I looked at Ike, while he looked at me, both of us thinking the very same thing, what a truly lame offering from such a great restaurant.  Feeling somewhat like I was backed into a corner; I selected the Earl Grey and Ike chose the Red Rose.

Less than a minute passed, and the tea arrived in those drippy flip lid stainless steel pots.  The water was barely steaming and had a fizzy foam on top.  I knew exactly what I was in for, stereotypical restaurant tea service (horrid).  If you recall, these small pots will lose a third of their precious cargo on the tablecloth while you poured.  It was ultimately a dismal failure from beginning to end.

You may come back to this fine steakhouse for the Angus beef, but the whole tea experience is something best forgotten.

However, I do not forget these things, and neither do a lot of my brethren.  Because tea is probably the last item your palate will taste before leaving any dining establishment, chances are it will leave more of an impression on you than the two sides accompanying the main course, or even the main course itself.

And sadly, this is where most chefs completely miss the boat.  This is a squandered opportunity, a brief chance to raise the bar on a component of the dining experience that can leave an indelible impression.

Fortunately, time has a way of healing all open wounds.  Today, nearly a decade since this memorable tea experience, I can see a small shimmering light at the end of that tepid tunnel.

It was, nonetheless, a recent trip to Winnipeg that surely surprised the hell out of me.  I dined at three popular eateries in Winnipeg and was served loose-leaf tea each time.  We are not talking about those pseudo tearoom/teahouse restaurants that have a full menu, but call themselves a tea spot, but rather a cross-section of the entire dining spectrum.  I went to a crowded pancake house on a Saturday morning, a modern bistro, and arguably Winnipeg’s finest restaurant, 529 Wellington.  At the end of each meal, I was offered a full (and separate) TEA MENU, a well-written, nicely organized card with upwards of 30+ loose-leaf teas.
---*---
Prompt A: Decide whether each statement agrees with the text on restaurant tea, answering yes or no and quoting the deciding words: (i) The writer selected the Earl Grey. (ii) The tea took several minutes to reach the table. (iii) Loose-leaf tea was served at only some of the Winnipeg eateries visited.
Prompt B: According to the text on restaurant tea, which restaurant is arguably Winnipeg's finest?
Prompt C: Repeat a part of the text on restaurant tea word for word, beginning at the words "Less than a" and stopping after "beginning to end.".
The entries that come after this text were taken from a separate source.
---*---
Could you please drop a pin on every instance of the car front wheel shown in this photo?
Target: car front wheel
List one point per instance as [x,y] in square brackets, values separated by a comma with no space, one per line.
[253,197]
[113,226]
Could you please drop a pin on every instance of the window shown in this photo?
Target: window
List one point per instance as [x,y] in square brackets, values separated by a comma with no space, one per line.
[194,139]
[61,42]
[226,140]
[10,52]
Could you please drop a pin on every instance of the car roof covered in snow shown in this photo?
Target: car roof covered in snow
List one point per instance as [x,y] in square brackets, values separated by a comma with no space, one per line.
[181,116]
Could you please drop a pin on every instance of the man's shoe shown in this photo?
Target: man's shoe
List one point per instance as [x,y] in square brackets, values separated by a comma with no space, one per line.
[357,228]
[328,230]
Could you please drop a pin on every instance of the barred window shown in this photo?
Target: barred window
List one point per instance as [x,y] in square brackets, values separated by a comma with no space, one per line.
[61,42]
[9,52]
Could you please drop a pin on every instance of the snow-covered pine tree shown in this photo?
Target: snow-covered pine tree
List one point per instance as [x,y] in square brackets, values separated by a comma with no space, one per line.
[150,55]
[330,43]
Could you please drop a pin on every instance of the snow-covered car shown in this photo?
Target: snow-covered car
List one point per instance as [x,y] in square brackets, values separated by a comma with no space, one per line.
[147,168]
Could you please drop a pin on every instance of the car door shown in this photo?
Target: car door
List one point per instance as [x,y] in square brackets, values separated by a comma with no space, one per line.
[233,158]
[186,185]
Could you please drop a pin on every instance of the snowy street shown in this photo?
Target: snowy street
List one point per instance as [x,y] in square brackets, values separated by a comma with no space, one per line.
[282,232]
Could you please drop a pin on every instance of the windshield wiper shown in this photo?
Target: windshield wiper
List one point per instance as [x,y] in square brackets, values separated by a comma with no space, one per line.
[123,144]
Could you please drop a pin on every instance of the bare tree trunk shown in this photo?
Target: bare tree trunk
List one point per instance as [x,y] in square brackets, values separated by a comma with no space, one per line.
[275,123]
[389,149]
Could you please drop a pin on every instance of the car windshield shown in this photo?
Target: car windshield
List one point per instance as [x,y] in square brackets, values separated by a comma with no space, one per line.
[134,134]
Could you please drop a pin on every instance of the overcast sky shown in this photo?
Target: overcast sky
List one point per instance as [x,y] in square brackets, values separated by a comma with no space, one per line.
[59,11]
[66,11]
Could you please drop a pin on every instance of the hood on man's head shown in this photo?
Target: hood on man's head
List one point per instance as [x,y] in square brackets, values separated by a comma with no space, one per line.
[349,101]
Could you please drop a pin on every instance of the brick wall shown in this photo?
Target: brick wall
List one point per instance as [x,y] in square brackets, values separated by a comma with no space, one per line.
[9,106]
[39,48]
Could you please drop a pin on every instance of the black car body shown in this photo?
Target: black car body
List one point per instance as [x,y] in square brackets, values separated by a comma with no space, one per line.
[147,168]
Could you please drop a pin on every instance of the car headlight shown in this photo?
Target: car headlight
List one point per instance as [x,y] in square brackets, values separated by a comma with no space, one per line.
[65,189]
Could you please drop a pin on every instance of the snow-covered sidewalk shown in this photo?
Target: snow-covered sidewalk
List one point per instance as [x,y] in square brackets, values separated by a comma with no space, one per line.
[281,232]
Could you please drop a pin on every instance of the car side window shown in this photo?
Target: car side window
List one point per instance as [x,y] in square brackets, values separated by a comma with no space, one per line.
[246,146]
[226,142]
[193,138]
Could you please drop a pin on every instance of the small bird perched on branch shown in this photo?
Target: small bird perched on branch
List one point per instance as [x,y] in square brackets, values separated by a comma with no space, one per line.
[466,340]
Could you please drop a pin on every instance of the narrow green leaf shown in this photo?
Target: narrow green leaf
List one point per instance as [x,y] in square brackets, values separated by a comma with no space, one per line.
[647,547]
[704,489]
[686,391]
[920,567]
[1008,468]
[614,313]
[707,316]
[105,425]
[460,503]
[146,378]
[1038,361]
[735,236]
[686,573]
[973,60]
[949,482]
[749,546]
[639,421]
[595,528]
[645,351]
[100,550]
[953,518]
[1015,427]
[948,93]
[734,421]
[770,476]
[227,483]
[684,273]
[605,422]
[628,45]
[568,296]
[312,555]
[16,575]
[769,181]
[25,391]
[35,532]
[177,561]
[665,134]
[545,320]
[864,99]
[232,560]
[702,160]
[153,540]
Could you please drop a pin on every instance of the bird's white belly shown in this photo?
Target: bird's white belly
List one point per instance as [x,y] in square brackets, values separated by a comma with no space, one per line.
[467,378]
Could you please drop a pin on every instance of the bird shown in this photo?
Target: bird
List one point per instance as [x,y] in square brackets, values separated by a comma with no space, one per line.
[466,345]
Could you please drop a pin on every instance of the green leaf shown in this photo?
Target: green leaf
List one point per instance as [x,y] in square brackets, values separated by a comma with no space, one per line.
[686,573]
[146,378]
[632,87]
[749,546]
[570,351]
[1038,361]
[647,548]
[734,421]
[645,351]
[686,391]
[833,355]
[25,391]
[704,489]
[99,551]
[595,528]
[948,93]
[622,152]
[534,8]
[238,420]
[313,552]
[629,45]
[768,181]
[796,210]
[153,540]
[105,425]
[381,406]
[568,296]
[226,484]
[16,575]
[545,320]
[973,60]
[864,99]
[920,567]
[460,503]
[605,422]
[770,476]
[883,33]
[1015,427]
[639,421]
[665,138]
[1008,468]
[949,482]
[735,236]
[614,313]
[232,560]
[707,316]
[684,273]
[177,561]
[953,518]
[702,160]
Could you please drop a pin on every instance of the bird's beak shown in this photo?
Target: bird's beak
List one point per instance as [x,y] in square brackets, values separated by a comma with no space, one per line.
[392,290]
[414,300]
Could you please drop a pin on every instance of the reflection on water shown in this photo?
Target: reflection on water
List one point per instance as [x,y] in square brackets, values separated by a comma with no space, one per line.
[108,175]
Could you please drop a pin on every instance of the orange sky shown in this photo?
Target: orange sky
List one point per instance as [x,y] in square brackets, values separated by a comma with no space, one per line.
---*---
Full answer A:
(i) Yes: "I selected the Earl Grey and Ike chose the Red Rose."
(ii) No: "Less than a minute passed, and the tea arrived"
(iii) No: "I dined at three popular eateries in Winnipeg and was served loose-leaf tea each time."

Full answer B: 529 Wellington.

Full answer C:
Less than a minute passed, and the tea arrived in those drippy flip lid stainless steel pots.  The water was barely steaming and had a fizzy foam on top.  I knew exactly what I was in for, stereotypical restaurant tea service (horrid).  If you recall, these small pots will lose a third of their precious cargo on the tablecloth while you poured.  It was ultimately a dismal failure from beginning to end.